**** Material to process ****

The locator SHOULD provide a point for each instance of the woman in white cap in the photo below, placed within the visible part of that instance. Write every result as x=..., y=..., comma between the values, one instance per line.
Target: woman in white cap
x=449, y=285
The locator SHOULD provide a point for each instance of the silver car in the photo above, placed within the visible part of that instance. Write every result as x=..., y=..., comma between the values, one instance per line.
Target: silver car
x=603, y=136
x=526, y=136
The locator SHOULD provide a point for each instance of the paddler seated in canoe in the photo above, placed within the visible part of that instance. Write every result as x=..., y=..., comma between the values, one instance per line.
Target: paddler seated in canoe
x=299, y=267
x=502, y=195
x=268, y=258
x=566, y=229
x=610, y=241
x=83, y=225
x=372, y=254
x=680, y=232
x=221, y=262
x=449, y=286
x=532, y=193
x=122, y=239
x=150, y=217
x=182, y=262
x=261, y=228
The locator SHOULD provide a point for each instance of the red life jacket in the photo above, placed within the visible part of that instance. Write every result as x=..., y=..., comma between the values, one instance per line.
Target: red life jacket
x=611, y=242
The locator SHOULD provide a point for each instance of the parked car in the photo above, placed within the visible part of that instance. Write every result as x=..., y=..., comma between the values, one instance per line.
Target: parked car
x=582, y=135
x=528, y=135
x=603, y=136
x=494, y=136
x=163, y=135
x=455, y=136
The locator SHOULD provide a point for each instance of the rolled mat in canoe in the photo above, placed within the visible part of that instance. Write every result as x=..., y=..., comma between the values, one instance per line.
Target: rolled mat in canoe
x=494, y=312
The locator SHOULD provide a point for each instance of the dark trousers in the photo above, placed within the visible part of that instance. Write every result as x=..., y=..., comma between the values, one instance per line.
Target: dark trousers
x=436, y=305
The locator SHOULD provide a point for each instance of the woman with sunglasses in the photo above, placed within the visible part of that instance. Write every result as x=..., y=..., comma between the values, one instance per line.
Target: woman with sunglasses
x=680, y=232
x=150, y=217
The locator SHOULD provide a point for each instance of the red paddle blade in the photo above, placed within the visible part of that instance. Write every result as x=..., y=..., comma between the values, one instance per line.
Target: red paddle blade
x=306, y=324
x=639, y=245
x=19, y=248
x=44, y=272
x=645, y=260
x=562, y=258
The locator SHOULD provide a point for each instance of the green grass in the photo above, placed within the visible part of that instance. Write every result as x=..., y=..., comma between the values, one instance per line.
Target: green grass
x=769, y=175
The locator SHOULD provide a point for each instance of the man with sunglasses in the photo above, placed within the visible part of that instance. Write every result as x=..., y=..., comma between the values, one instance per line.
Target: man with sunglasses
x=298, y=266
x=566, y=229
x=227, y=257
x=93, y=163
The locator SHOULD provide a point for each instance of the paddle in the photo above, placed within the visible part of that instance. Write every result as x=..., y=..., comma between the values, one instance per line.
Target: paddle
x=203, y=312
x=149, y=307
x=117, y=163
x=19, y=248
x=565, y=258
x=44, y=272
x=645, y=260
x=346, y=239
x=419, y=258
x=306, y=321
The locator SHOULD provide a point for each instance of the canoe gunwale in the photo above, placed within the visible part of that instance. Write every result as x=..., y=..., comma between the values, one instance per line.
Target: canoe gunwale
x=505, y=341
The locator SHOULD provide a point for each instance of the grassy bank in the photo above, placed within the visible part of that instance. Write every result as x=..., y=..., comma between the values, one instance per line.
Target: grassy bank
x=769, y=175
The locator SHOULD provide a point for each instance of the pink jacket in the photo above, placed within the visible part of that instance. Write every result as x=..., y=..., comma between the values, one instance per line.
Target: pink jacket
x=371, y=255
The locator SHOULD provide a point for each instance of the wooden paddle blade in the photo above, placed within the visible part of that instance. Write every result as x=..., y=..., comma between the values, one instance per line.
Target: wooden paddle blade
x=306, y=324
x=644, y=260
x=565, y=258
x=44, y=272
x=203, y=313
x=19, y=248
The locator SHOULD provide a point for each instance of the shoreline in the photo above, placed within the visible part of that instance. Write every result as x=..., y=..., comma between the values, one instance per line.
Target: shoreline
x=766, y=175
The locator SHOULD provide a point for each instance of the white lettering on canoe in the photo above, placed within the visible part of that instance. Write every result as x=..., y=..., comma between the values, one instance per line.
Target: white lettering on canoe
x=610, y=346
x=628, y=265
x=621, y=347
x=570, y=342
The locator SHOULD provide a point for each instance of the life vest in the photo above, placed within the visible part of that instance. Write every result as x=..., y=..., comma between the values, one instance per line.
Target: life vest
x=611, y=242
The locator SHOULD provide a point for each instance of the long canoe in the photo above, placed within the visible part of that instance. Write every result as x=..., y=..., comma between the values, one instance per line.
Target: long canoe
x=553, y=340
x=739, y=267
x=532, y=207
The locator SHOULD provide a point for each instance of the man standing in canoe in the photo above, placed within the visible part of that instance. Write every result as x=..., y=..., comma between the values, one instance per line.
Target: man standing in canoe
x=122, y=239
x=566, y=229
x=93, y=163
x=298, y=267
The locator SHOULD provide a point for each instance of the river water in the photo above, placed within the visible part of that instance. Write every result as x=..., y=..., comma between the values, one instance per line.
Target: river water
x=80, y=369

****

Task instructions
Scale everything from the start of the data down to the line containing "x=526, y=136", both ends included, by writing out all of those lines again with each answer coordinate multiplied by 0.35 and rounded to a whole number, halves up. Reproduce every other line unchanged.

Written solution
The locator SHOULD provide a point for each instance of the woman in white cap in the photo below, placed within the visible part of that instance. Write every result as x=..., y=..., comma between the values, one instance per line.
Target: woman in white cap
x=157, y=100
The locator SHOULD provide a point for each instance of the silver car in the photo above, placed within the visible part of that instance. Write every result as x=..., y=..., comma between the values, one instance per line.
Target: silver car
x=211, y=48
x=184, y=48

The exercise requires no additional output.